• _PROBLEM REQUIREMENTS_
Lines before the one containing "ceiling fan blade" are excluded; retype that line and all remaining lines of the material exactly.

Bounding-box records:
****************
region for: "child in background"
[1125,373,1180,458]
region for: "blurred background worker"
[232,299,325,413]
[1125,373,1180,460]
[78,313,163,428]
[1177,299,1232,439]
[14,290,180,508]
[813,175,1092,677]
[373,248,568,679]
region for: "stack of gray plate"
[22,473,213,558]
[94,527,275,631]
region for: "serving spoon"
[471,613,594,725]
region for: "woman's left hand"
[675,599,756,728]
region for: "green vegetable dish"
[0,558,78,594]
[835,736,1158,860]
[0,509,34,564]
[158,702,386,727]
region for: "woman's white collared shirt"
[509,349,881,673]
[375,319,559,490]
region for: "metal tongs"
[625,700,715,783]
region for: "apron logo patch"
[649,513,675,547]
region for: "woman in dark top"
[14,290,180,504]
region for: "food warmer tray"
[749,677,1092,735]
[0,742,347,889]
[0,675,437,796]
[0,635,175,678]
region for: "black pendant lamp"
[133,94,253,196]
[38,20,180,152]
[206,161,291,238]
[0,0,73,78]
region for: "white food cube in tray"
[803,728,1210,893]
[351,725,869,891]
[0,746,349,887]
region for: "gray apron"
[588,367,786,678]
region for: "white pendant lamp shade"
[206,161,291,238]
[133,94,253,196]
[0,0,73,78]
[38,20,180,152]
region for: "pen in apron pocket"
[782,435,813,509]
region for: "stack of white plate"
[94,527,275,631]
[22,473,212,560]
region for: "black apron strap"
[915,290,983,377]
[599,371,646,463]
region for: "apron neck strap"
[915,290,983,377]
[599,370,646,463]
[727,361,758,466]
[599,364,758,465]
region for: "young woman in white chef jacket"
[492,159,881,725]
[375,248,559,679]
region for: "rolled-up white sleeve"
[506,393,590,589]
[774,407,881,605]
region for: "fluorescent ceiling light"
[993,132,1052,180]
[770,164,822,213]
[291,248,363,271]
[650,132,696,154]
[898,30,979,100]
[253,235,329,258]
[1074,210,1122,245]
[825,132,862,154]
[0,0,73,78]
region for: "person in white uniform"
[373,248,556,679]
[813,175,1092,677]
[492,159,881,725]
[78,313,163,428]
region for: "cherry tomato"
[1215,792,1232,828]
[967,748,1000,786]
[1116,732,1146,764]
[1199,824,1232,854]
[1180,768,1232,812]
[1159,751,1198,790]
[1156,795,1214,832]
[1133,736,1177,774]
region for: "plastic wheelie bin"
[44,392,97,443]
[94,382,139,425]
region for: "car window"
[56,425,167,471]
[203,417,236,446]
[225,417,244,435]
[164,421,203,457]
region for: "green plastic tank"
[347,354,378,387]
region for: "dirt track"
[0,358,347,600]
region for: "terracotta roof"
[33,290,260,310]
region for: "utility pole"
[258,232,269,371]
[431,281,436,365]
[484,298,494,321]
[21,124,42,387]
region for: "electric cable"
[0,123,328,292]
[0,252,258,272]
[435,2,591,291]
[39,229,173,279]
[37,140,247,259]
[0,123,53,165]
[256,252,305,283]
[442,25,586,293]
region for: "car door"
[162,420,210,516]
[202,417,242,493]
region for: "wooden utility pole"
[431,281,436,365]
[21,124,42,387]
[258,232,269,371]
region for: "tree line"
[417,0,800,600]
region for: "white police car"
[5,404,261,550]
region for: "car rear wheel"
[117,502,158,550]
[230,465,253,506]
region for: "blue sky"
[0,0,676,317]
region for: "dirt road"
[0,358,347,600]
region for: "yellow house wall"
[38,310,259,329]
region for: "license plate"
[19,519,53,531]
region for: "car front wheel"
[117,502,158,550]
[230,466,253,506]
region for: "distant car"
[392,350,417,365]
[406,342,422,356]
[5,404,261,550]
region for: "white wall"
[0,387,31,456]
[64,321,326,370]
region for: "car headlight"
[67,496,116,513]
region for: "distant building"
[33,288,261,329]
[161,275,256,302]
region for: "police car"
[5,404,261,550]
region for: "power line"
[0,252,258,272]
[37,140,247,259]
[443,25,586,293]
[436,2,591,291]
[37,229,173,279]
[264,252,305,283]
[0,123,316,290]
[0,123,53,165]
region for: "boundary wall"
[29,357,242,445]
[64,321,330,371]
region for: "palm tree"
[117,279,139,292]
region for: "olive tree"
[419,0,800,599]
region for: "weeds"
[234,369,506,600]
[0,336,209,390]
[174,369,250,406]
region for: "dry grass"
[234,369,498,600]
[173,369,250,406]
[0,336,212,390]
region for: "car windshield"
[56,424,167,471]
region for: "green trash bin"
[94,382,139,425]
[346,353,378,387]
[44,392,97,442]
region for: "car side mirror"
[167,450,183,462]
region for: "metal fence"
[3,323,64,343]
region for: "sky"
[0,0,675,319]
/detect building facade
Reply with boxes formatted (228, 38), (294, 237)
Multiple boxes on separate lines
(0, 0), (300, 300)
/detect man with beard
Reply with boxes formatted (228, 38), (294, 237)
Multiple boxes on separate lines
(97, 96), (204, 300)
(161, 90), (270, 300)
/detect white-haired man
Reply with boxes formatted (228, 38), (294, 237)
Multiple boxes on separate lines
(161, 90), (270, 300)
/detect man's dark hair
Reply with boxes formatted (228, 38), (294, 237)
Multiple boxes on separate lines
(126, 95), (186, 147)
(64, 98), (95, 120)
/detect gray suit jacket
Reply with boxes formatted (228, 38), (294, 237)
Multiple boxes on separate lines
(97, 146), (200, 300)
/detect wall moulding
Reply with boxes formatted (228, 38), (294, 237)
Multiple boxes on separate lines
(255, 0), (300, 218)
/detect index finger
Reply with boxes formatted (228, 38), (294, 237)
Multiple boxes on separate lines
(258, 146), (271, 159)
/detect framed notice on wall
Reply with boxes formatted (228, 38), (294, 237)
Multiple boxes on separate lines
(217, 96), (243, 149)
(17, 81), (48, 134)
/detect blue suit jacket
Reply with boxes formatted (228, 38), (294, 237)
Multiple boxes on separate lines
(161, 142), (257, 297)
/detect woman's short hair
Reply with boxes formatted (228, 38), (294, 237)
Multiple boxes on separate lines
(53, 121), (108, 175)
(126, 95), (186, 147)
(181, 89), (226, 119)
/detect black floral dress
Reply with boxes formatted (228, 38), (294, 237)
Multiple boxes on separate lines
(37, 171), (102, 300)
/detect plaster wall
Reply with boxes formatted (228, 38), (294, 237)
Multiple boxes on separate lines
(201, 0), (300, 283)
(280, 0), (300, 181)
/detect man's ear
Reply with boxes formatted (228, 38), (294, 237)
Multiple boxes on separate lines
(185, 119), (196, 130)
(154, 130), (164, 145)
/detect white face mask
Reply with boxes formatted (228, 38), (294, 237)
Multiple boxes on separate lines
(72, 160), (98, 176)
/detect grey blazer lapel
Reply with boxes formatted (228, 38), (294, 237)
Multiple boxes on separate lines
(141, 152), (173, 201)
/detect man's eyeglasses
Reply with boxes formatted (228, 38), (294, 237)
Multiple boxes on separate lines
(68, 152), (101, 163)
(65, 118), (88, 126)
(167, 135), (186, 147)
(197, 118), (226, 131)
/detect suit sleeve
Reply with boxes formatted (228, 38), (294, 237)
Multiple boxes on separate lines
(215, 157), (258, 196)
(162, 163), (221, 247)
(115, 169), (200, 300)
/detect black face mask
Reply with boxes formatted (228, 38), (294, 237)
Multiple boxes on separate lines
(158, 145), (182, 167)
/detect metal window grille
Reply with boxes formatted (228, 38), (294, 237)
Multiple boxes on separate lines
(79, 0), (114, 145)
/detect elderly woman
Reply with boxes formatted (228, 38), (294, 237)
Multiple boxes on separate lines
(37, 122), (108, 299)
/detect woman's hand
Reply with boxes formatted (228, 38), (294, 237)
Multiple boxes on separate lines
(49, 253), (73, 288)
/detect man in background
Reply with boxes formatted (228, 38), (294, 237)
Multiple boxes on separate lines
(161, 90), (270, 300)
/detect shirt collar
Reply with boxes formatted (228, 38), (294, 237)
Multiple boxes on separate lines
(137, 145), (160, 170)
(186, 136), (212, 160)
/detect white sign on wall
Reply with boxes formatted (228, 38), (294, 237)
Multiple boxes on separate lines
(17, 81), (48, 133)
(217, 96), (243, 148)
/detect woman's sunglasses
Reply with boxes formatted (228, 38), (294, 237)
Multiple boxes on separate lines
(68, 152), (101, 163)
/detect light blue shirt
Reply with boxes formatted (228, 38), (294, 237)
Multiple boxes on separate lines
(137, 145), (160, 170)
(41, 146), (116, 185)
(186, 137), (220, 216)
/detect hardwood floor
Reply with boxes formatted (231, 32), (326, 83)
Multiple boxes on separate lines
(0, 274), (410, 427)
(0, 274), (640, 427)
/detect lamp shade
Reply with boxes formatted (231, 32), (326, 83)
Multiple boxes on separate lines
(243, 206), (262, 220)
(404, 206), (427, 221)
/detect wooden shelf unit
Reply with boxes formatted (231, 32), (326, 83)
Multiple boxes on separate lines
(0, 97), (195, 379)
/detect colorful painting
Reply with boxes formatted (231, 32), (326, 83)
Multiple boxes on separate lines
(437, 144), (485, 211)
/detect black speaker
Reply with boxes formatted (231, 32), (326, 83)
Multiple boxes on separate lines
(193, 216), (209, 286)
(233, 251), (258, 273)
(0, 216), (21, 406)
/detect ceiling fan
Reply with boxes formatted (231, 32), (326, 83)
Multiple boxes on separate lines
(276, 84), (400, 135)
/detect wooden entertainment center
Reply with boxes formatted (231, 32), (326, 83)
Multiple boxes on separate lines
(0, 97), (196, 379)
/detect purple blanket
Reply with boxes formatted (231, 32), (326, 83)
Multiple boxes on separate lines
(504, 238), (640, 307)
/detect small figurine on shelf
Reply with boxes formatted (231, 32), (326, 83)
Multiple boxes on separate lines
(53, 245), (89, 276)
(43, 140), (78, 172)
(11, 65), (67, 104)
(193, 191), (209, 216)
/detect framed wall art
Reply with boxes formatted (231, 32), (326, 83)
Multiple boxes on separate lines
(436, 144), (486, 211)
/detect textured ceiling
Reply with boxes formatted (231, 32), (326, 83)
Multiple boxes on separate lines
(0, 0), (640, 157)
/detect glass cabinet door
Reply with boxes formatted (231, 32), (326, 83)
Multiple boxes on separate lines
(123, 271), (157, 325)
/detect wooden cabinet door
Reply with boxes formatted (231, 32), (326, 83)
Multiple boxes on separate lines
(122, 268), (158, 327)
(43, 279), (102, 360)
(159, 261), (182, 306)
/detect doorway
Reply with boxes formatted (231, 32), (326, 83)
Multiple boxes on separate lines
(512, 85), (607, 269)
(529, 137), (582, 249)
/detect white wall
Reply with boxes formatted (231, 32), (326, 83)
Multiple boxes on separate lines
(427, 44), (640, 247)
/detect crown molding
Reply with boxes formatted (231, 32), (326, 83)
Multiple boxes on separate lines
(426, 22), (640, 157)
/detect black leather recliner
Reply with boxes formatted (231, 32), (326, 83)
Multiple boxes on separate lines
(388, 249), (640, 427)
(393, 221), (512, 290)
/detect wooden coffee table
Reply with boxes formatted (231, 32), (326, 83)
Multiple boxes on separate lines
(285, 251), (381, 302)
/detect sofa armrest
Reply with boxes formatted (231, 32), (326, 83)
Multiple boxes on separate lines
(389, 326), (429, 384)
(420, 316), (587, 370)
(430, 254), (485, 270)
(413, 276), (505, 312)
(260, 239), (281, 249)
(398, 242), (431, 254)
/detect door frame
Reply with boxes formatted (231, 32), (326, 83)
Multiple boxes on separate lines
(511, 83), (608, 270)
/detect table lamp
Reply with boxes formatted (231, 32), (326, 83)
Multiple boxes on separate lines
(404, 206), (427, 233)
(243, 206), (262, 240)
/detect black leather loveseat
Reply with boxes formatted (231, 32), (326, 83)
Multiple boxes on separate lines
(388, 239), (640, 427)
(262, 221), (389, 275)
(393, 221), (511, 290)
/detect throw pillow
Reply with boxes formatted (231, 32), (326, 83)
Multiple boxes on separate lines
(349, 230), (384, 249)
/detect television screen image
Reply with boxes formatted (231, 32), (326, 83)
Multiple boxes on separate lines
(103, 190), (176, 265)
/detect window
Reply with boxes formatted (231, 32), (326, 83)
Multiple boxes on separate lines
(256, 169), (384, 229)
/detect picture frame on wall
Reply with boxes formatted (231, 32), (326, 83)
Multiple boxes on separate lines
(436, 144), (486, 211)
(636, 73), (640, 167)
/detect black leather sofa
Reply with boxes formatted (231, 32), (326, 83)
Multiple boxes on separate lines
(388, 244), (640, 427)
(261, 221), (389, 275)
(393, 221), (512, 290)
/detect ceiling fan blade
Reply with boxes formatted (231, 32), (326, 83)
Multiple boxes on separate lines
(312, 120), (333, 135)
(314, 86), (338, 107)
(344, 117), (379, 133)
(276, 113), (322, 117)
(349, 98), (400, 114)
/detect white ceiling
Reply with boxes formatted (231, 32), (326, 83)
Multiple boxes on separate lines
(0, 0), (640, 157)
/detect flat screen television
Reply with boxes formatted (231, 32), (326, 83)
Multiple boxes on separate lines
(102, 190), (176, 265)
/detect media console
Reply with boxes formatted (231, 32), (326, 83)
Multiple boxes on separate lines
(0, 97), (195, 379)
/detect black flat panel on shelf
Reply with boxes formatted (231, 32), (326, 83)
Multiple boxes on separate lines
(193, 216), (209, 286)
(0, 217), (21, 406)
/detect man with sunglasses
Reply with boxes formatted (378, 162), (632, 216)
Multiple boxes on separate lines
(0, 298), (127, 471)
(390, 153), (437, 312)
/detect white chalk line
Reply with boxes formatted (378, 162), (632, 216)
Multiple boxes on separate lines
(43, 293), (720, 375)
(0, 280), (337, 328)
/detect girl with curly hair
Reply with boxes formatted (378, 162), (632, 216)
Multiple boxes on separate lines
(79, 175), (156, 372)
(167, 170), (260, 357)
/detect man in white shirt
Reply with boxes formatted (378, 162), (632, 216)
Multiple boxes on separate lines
****************
• _FINISHED EXERCISE_
/detect ceiling fan blade
Reply with boxes formatted (231, 32), (326, 83)
Multiple boxes on separate lines
(312, 120), (333, 135)
(314, 86), (338, 107)
(344, 117), (379, 133)
(276, 113), (322, 117)
(349, 98), (400, 114)
/detect white ceiling
Reply with boxes formatted (231, 32), (326, 83)
Multiple boxes on separate lines
(0, 0), (640, 157)
/detect flat screen television
Reply with boxes formatted (231, 32), (326, 83)
Multiple boxes on separate lines
(102, 190), (176, 265)
/detect media console
Reply with boxes formatted (231, 32), (326, 83)
Multiple boxes on separate lines
(0, 97), (195, 379)
/detect black flat panel on shelf
Reply with boxes formatted (231, 32), (326, 83)
Multiple boxes on separate lines
(193, 216), (209, 286)
(0, 217), (21, 406)
/detect man with sunglasses
Reply with boxes formatted (378, 162), (632, 216)
Multiple boxes on separate lines
(0, 298), (127, 471)
(390, 153), (437, 312)
/detect white chalk line
Reply with boxes formatted (378, 162), (632, 216)
Multiple boxes on separate lines
(43, 293), (720, 375)
(0, 280), (337, 328)
/detect girl with curly hair
Reply with boxes formatted (378, 162), (632, 216)
Multiple boxes on separate lines
(79, 175), (156, 372)
(167, 170), (260, 357)
/detect man in white shirt
Reply with boxes formatted (378, 162), (632, 216)
Multiple boxes on separate lines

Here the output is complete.